TEXT BLOCK
[START]

Signed-off-by: Gregory CLEMENT <gregory.clement@free-electrons.com>
---
arch/arm/include/asm/dma-mapping.h | 62 ++++++++++++++++++++++++++++++++++++
arch/arm/mm/dma-mapping.c | 36 +++++----------------
2 files changed, 70 insertions(+), 28 deletions(-)
diff --git a/arch/arm/include/asm/dma-mapping.h b/arch/arm/include/asm/dma-mapping.h
index 2300484..f940a10 100644
--- a/arch/arm/include/asm/dma-mapping.h
+++ b/arch/arm/include/asm/dma-mapping.h
@@ -112,6 +112,60 @@ static inline void dma_free_noncoherent(struct device *dev, size_t size,
extern int dma_supported(struct device *dev, u64 mask);
/**
+ * arm_dma_map_page - map a portion of a page for streaming DMA
+ * @dev: valid struct device pointer, or NULL for ISA and EISA-like devices
+ * @page: page that buffer resides in
+ * @offset: offset into page for start of buffer
+ * @size: size of buffer to map
+ * @dir: DMA transfer direction
+ *
+ * Ensure that any data held in the cache is appropriately discarded
+ * or written back.
+ *
+ * The device owns this memory once this call has completed. The CPU
+ * can regain ownership by calling dma_unmap_page().
+ */
+extern dma_addr_t arm_dma_map_page(struct device *dev, struct page *page,
+ unsigned long offset, size_t size,
+ enum dma_data_direction dir,
+ struct dma_attrs *attrs);
+
+extern dma_addr_t arm_coherent_dma_map_page(struct device *dev,
+ struct page *page,
+ unsigned long offset, size_t size,
+ enum dma_data_direction dir,
+ struct dma_attrs *attrs);
+
+/**
+ * arm_dma_unmap_page - unmap a buffer previously mapped through dma_map_page()
+ * @dev: valid struct device pointer, or NULL for ISA and EISA-like devices
+ * @handle: DMA address of buffer
+ * @size: size of buffer (same as passed to dma_map_page)
+ * @dir: DMA transfer direction (same as passed to dma_map_page)
+ *
+ * Unmap a page streaming mode DMA translation. The handle and size
+ * must match what was provided in the previous dma_map_page() call.
+ * All other usages are undefined.
+ *
+ * After this call, reads by the CPU to the buffer are guaranteed to see
+ * whatever the device wrote there.
+ */
+extern void arm_dma_unmap_page(struct device *dev, dma_addr_t handle,
+ size_t size, enum dma_data_direction dir,
+ struct dma_attrs *attrs);
+
+extern void arm_dma_sync_single_for_cpu(struct device *dev,
+ dma_addr_t handle, size_t size,
+ enum dma_data_direction dir);
+
+extern void arm_dma_sync_single_for_device(struct device *dev,
+ dma_addr_t handle, size_t size,
+ enum dma_data_direction dir);
+
+extern int arm_dma_set_mask(struct device *dev, u64 dma_mask);
+
+
+/**
* arm_dma_alloc - allocate consistent memory for DMA
* @dev: valid struct device pointer, or NULL for ISA and EISA-like devices
* @size: required memory size
@@ -125,6 +179,10 @@ extern int dma_supported(struct device *dev, u64 mask);
extern void *arm_dma_alloc(struct device *dev, size_t size, dma_addr_t *handle,
gfp_t gfp, struct dma_attrs *attrs);
+extern void *arm_coherent_dma_alloc(struct device *dev, size_t size,
+ dma_addr_t *handle, gfp_t gfp,
+ struct dma_attrs *attrs);
+
#define dma_alloc_coherent(d, s, h, f) dma_alloc_attrs(d, s, h, f, NULL)

[END]

Answer these questions about the dma-mapping patch above:
(a) According to the summary line, how many insertions and deletions does the patch make?
(b) According to the comment on arm_dma_map_page, which call lets the CPU regain ownership of the memory?
(c) What parameters does arm_dma_set_mask take?

GIVEN MATERIAL
[START]

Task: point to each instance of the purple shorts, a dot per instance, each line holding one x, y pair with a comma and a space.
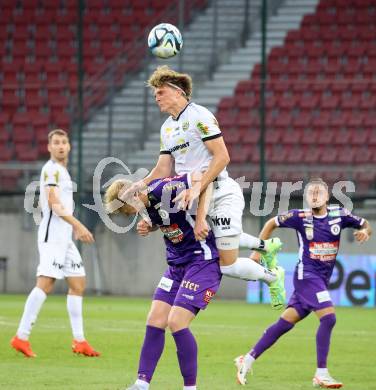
309, 295
190, 286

[END]

SOLUTION
(a) 70 insertions and 28 deletions.
(b) dma_unmap_page().
(c) struct device *dev and u64 dma_mask.